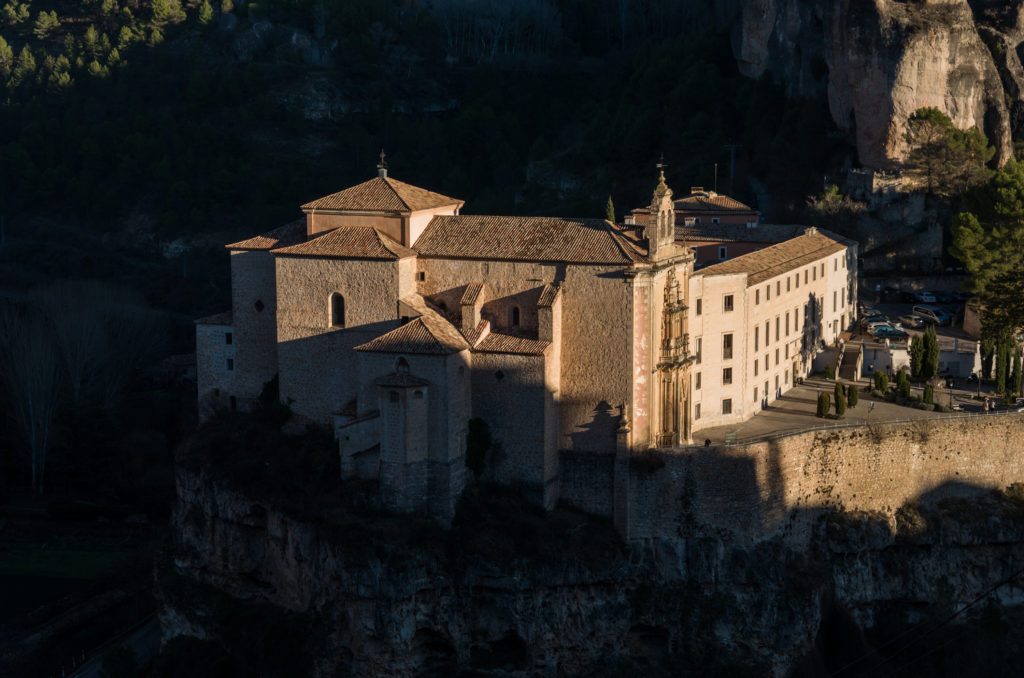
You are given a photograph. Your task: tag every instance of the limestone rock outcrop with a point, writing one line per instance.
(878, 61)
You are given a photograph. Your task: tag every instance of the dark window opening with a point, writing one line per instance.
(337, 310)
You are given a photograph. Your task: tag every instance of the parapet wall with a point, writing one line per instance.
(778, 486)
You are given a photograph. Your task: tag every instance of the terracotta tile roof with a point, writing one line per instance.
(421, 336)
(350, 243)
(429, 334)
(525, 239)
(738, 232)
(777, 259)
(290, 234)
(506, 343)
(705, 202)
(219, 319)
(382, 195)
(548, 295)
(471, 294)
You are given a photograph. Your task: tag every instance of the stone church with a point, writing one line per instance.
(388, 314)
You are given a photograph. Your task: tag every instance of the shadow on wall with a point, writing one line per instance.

---+---

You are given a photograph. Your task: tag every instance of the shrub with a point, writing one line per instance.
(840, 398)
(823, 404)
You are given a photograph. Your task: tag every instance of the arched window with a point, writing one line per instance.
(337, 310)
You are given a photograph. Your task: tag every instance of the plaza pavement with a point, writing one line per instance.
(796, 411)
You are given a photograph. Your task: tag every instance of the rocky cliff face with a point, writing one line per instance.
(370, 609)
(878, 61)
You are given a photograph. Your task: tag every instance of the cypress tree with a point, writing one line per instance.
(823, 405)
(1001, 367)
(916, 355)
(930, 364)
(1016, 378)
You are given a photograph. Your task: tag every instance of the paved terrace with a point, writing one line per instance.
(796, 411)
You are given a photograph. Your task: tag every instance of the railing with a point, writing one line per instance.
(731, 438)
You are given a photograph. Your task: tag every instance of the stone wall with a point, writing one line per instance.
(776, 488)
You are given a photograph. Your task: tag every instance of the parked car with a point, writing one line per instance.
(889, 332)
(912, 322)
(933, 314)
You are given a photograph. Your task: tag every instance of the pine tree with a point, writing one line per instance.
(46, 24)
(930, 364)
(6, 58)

---+---

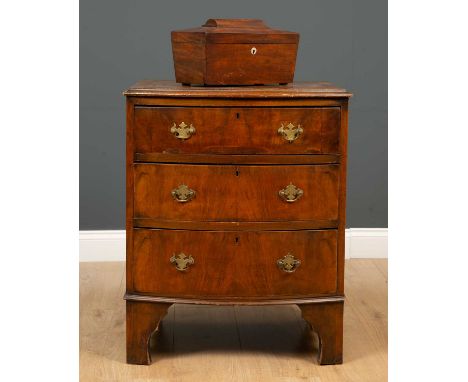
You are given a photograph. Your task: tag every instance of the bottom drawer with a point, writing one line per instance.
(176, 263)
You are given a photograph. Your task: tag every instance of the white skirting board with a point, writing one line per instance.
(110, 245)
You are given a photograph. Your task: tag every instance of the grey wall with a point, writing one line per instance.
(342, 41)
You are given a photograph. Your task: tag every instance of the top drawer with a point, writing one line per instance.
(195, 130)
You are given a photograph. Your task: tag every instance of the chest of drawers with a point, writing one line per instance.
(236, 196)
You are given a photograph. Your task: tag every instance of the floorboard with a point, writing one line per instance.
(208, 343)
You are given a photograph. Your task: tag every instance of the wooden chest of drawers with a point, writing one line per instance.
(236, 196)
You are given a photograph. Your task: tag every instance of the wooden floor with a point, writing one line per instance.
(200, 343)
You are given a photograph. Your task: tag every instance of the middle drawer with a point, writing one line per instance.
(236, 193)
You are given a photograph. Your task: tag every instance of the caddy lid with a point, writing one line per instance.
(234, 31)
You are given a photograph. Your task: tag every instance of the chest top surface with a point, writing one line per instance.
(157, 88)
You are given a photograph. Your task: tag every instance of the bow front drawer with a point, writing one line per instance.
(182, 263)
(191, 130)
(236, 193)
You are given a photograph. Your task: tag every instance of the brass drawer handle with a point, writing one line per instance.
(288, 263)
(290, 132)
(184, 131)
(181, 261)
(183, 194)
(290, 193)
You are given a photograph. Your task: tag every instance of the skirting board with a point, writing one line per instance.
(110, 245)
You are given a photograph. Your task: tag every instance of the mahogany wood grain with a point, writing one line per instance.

---+---

- [What you should do]
Copy out the listing lines starting at the one containing "of the arched" and ending at the one containing "(1016, 378)", switching "cypress tree" to "olive tree" and changing nothing else.

- [Result for this exercise]
You are given a photograph. Your task: tag every instance of the arched window with a point, writing one line per instance.
(337, 310)
You are given a photograph. Your task: tag every instance of the plaza pavement with a point, writing one line per instance.
(796, 411)
You are given a photograph. Your task: tag every instance of the rocky cliff face with a point, writing one line per instance.
(370, 609)
(878, 61)
You are given a photograph. Your task: tag every instance of the olive tree with a point, writing one line per instance.
(823, 405)
(1001, 367)
(916, 355)
(930, 364)
(1016, 378)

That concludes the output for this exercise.